RECORDS:
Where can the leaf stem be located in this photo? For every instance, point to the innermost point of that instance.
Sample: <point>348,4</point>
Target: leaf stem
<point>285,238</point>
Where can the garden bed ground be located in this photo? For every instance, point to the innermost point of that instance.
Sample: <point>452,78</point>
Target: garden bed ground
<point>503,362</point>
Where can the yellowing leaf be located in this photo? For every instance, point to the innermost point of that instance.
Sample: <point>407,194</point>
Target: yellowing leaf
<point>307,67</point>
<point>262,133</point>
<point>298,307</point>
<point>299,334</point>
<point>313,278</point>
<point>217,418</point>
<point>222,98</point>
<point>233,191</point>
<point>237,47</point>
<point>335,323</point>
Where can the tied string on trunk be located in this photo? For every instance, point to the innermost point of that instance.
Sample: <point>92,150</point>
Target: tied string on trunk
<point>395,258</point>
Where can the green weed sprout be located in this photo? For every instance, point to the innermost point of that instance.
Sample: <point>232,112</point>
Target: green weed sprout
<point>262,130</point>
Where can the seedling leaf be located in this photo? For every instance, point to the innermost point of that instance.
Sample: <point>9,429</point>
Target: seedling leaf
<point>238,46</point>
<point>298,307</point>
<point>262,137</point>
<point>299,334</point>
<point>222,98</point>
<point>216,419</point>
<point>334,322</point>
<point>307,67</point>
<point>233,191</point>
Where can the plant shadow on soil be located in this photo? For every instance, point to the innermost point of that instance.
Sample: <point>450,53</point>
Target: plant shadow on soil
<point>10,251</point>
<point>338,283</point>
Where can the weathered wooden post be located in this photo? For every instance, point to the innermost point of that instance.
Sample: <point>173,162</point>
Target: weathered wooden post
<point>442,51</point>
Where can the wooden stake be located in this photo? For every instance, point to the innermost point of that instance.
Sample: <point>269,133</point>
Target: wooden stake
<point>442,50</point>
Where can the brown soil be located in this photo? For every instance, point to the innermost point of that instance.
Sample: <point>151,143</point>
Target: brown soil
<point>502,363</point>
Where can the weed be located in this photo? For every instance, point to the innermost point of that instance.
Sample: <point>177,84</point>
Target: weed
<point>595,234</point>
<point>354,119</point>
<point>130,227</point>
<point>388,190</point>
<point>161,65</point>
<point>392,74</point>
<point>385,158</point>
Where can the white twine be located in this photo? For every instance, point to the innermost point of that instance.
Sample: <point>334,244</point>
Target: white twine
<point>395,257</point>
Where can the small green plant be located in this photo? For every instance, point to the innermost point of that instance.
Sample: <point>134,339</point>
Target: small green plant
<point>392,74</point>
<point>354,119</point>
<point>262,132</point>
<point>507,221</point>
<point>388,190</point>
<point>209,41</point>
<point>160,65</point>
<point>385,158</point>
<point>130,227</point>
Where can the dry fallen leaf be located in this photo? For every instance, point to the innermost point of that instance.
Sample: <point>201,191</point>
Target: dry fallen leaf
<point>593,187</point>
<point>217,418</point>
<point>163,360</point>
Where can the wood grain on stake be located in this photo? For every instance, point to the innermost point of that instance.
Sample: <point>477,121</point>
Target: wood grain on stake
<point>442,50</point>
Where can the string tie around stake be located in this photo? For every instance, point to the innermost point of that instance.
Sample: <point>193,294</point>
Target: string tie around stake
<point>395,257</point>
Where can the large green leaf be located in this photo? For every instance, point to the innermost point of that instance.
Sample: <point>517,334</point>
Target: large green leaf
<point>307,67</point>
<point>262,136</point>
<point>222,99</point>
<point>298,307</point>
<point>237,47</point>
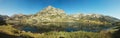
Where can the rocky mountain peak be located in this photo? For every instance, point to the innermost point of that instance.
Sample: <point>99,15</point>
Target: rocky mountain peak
<point>51,11</point>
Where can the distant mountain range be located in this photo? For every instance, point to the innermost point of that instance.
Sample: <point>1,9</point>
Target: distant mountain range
<point>52,14</point>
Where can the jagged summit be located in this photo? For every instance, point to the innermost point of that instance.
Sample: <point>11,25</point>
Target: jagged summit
<point>50,10</point>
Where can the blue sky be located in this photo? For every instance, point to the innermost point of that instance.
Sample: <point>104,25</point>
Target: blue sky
<point>105,7</point>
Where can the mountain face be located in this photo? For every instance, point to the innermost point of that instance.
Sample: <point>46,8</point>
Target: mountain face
<point>52,14</point>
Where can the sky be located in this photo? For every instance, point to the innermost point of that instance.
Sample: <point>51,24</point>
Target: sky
<point>105,7</point>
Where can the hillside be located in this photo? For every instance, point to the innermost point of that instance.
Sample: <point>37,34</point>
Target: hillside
<point>54,22</point>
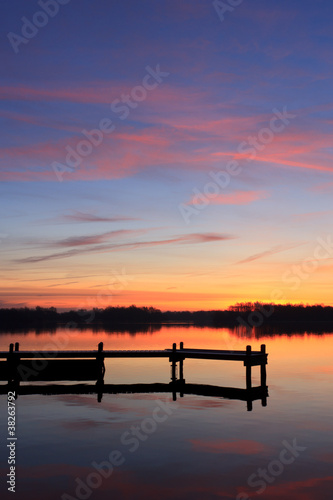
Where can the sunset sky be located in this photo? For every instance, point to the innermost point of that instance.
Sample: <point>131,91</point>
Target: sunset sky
<point>208,178</point>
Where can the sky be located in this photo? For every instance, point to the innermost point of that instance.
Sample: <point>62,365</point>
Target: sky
<point>174,154</point>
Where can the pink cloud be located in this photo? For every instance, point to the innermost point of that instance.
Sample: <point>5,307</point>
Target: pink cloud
<point>235,198</point>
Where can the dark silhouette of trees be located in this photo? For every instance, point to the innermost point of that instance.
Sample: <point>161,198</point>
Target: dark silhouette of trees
<point>304,317</point>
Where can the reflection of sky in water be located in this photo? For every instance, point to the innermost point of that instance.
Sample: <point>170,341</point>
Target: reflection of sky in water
<point>206,448</point>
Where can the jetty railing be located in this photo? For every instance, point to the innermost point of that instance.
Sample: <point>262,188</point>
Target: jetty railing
<point>83,365</point>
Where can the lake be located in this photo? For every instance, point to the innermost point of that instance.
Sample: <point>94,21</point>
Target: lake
<point>148,446</point>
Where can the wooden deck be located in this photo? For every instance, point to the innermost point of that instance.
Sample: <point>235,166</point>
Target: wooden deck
<point>86,365</point>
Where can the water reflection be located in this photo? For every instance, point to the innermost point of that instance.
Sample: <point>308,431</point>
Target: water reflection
<point>209,447</point>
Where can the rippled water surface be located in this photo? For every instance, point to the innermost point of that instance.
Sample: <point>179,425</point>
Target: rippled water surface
<point>148,446</point>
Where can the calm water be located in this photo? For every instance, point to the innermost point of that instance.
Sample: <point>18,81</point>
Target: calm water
<point>197,447</point>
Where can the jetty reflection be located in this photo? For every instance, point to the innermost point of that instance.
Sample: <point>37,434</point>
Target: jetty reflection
<point>29,366</point>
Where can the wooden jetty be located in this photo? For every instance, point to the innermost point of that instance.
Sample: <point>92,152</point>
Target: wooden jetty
<point>33,366</point>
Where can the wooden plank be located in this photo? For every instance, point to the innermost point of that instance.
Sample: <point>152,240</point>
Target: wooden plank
<point>31,370</point>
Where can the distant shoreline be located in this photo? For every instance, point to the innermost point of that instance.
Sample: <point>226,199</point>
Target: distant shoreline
<point>247,315</point>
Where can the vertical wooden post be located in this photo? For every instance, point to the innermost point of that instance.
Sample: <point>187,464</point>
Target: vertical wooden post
<point>263,376</point>
<point>248,368</point>
<point>181,370</point>
<point>100,372</point>
<point>173,371</point>
<point>11,364</point>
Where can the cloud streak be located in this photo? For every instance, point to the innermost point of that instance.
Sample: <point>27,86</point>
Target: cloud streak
<point>194,238</point>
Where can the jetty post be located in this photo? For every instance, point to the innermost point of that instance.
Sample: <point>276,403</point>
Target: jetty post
<point>100,372</point>
<point>263,375</point>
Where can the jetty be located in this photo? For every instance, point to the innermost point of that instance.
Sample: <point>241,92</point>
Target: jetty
<point>83,365</point>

SHORT EXERCISE: Output the listing lines from the line containing "Where can the calm" to the line containing "<point>11,364</point>", both included, as a JSON list of strings. Use one string per line and leave out any blank lines.

WRITTEN ANSWER:
[
  "Where can the calm water be located in this photo? For every instance, point to the innermost point of that instance.",
  "Sample: <point>18,81</point>",
  "Target: calm water",
  "<point>197,447</point>",
  "Where can the jetty reflection be located in this photo? For every instance, point to the innermost point of that instance.",
  "Sample: <point>37,434</point>",
  "Target: jetty reflection",
  "<point>29,366</point>",
  "Where can the wooden jetty be located in this photo? For every instance, point to the innermost point of that instance.",
  "Sample: <point>92,152</point>",
  "Target: wooden jetty",
  "<point>33,366</point>",
  "Where can the wooden plank be located in this photo? For every instance, point to the innermost point of that instance.",
  "Sample: <point>152,240</point>",
  "Target: wooden plank",
  "<point>31,370</point>",
  "Where can the distant shoreline be located in this photo? For every instance, point to the innermost point of that instance.",
  "Sample: <point>226,199</point>",
  "Target: distant shoreline",
  "<point>247,315</point>",
  "Where can the vertical wooden post be located in this photo? For every instance, point to the innermost point of that instance.",
  "Sample: <point>187,464</point>",
  "Target: vertical wooden post",
  "<point>263,376</point>",
  "<point>248,368</point>",
  "<point>181,370</point>",
  "<point>100,372</point>",
  "<point>173,371</point>",
  "<point>11,364</point>"
]